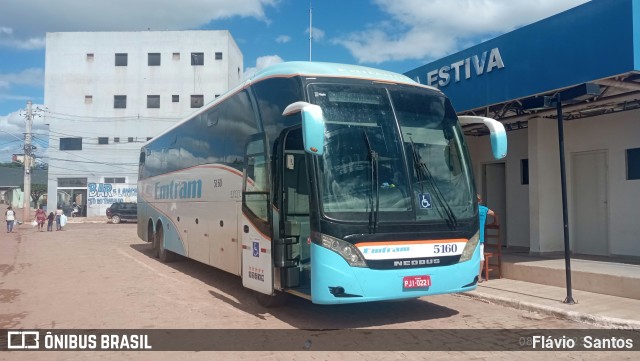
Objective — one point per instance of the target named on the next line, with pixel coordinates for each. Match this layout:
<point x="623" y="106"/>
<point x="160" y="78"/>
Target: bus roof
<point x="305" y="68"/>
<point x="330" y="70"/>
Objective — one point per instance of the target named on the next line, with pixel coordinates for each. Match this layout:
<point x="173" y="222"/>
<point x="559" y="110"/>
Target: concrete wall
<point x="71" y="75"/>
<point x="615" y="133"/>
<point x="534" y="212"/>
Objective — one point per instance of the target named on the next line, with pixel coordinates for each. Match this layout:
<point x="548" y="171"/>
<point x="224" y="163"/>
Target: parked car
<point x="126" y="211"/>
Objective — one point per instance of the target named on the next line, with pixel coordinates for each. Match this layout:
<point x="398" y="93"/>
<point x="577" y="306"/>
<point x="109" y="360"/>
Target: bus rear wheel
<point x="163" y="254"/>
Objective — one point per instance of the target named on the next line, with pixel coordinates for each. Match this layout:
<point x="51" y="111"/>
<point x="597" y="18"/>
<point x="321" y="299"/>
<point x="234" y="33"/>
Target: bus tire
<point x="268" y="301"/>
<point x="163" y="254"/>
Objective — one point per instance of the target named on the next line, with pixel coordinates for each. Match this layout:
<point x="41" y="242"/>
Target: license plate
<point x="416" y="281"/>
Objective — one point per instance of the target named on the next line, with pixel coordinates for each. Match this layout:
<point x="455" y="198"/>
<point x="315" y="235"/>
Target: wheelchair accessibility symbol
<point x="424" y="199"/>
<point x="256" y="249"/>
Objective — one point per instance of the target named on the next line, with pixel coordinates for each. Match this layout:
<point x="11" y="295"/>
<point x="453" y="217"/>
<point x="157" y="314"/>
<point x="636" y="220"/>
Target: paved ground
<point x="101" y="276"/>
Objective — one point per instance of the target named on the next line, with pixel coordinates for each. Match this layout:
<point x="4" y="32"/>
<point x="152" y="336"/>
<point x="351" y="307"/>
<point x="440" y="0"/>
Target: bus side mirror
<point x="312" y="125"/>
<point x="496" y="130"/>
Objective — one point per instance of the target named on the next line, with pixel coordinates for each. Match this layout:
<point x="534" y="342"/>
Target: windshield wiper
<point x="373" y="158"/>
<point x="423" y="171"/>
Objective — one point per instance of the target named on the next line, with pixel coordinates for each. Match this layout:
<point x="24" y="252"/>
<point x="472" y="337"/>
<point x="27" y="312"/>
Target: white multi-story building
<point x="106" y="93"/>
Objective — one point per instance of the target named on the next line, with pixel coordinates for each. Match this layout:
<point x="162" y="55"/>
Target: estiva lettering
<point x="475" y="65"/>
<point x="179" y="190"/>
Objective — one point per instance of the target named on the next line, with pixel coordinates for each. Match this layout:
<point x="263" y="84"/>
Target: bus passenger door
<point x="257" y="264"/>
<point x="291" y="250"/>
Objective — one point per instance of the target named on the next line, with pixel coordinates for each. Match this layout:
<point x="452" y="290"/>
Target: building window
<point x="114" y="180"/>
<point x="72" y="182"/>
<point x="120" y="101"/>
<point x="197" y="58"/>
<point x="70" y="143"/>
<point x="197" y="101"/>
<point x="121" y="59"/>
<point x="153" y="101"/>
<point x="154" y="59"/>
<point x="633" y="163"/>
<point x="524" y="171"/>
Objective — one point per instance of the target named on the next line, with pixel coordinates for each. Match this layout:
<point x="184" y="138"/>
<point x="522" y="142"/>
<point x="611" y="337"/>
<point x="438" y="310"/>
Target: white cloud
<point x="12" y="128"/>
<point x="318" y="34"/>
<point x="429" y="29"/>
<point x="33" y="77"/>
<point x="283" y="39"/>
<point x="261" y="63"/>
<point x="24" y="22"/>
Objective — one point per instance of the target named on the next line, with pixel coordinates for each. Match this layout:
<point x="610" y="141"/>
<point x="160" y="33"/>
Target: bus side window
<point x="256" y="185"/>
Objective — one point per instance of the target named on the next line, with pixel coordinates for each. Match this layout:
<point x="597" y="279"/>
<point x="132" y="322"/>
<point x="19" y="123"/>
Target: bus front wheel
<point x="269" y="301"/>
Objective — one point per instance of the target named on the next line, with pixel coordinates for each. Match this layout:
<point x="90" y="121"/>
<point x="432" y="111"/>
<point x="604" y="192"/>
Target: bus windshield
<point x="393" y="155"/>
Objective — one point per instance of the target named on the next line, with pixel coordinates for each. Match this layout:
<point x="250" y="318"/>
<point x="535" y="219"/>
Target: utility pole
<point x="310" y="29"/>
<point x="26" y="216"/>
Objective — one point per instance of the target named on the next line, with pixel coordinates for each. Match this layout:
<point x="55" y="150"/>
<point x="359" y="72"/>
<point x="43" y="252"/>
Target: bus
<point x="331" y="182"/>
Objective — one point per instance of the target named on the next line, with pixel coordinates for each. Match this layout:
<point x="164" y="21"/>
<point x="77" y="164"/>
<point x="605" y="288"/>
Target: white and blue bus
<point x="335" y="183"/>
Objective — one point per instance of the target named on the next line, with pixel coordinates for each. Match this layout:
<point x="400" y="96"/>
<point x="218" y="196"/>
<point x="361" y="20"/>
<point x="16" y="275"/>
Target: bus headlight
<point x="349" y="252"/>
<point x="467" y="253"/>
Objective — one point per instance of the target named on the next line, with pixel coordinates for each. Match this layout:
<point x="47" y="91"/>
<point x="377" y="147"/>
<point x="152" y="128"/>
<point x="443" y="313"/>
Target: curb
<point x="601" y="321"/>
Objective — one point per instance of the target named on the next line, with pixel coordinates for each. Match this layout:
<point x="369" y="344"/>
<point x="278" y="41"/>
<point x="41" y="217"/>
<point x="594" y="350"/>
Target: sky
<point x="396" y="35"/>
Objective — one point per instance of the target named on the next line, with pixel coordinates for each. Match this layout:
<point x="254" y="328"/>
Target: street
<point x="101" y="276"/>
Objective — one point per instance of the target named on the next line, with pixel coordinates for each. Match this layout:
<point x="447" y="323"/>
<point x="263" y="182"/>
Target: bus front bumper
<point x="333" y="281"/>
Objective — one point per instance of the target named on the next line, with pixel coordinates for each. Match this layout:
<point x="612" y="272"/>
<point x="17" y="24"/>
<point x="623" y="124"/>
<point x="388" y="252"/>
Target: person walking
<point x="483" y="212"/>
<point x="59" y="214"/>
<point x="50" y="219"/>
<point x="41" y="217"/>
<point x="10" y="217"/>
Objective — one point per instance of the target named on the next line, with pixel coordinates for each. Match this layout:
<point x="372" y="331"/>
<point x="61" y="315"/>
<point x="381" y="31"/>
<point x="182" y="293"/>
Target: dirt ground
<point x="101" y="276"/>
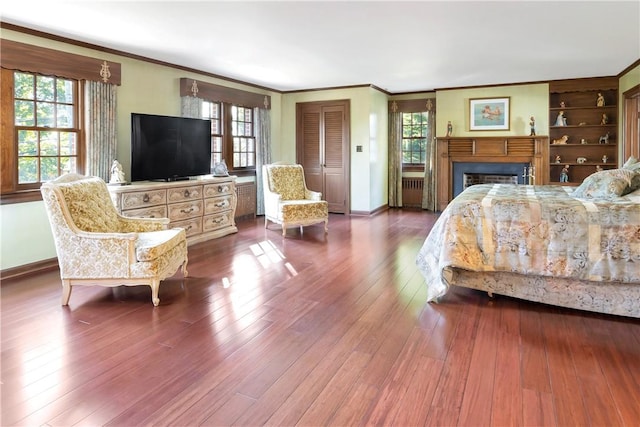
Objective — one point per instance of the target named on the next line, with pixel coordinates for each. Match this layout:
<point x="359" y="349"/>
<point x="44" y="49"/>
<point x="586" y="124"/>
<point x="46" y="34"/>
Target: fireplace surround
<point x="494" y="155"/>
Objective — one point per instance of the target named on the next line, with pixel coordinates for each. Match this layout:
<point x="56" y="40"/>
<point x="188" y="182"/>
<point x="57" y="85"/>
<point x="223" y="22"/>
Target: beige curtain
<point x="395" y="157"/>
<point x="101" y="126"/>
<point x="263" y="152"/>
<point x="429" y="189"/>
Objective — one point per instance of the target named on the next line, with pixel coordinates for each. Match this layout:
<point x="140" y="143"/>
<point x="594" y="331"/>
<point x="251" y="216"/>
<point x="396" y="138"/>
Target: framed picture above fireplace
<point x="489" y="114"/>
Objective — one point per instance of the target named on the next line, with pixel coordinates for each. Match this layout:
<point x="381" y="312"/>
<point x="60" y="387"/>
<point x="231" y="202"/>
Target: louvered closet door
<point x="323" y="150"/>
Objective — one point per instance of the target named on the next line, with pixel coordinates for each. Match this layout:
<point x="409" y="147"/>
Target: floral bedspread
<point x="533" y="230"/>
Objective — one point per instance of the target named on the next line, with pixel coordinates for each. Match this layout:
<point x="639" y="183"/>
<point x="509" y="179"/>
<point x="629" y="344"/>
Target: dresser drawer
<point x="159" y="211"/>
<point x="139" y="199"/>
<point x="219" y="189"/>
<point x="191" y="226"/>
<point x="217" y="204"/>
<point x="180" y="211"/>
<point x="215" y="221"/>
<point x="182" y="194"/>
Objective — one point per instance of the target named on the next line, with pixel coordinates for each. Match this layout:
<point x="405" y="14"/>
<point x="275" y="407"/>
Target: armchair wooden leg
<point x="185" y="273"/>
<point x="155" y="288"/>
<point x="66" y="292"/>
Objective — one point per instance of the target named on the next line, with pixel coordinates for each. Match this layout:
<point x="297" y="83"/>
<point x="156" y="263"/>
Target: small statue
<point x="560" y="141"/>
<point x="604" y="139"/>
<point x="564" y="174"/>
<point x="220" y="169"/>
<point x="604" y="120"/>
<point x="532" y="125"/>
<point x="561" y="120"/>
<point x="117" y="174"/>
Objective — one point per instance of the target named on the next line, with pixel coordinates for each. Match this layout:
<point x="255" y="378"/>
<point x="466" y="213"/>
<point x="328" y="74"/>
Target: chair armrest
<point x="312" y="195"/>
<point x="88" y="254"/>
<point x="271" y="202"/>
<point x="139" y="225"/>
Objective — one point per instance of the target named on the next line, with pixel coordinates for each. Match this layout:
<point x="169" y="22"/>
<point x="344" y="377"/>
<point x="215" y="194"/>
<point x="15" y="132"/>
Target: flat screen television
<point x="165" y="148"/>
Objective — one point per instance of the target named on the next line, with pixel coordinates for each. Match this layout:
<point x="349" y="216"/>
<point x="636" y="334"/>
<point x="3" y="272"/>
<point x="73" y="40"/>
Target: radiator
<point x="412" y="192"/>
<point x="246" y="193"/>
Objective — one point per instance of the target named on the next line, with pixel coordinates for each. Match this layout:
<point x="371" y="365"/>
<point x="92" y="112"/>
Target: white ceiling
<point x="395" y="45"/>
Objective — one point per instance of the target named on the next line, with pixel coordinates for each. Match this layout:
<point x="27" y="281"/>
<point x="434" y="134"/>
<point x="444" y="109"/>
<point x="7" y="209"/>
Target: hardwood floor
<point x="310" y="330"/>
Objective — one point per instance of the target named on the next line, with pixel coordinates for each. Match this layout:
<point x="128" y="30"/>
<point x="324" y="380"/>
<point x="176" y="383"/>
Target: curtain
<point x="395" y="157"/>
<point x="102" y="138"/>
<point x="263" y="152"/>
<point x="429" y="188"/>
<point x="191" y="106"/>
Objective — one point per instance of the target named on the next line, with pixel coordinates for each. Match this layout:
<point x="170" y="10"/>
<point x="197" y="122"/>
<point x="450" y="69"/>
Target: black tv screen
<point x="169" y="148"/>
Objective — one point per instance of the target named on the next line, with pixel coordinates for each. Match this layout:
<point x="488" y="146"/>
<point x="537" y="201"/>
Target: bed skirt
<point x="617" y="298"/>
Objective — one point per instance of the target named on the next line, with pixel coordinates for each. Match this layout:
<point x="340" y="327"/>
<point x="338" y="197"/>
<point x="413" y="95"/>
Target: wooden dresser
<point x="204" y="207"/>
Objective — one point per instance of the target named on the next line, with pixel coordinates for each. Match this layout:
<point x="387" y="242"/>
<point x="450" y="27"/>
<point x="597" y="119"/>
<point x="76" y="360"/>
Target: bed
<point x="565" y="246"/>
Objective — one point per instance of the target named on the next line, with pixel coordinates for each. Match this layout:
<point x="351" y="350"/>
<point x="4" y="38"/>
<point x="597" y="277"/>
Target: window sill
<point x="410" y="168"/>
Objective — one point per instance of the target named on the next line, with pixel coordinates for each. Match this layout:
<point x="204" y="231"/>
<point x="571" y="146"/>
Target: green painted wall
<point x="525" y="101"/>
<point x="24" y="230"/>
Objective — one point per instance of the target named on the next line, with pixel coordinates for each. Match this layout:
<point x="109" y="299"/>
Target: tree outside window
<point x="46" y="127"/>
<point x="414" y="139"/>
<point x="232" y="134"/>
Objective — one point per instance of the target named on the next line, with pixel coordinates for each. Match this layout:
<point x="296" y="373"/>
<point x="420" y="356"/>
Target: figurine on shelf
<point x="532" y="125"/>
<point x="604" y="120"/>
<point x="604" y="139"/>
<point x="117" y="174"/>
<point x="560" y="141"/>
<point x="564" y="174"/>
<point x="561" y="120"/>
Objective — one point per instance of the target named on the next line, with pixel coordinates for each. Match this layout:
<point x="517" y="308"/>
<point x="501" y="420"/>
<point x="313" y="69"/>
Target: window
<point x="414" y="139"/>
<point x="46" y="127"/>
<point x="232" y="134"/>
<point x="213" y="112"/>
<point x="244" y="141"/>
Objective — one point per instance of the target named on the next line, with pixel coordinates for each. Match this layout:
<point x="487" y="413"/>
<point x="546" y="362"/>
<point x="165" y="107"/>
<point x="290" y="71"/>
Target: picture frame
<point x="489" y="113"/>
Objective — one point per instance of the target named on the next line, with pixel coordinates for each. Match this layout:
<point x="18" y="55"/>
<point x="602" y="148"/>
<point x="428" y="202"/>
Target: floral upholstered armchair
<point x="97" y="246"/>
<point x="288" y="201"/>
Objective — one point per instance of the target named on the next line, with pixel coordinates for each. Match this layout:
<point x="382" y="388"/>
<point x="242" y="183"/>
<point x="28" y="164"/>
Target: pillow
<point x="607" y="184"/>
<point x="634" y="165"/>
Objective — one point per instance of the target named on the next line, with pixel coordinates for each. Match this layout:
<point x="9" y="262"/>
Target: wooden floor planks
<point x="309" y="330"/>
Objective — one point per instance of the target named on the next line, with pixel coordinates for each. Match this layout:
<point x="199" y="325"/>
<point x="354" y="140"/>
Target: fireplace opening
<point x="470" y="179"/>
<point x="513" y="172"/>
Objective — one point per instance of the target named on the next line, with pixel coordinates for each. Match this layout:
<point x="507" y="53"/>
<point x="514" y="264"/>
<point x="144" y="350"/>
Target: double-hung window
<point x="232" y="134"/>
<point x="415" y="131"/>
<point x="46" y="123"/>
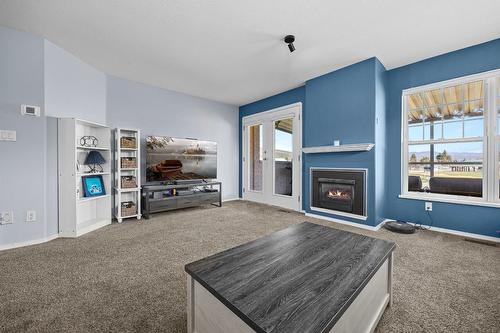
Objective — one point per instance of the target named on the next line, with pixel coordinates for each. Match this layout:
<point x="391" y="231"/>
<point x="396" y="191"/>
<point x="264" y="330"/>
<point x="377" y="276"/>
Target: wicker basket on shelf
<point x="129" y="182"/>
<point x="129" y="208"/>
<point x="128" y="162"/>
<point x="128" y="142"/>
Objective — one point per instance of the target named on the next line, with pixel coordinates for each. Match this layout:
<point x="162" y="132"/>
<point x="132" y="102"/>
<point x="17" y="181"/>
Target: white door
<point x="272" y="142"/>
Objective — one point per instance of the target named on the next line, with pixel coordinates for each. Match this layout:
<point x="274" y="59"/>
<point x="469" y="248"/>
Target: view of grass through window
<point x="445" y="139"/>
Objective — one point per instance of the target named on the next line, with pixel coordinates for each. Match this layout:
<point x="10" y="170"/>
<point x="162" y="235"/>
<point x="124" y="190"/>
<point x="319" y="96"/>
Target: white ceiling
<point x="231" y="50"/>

——

*Job*:
How many lines in the items above contain the string "white"? Give only the number.

*The completed task*:
6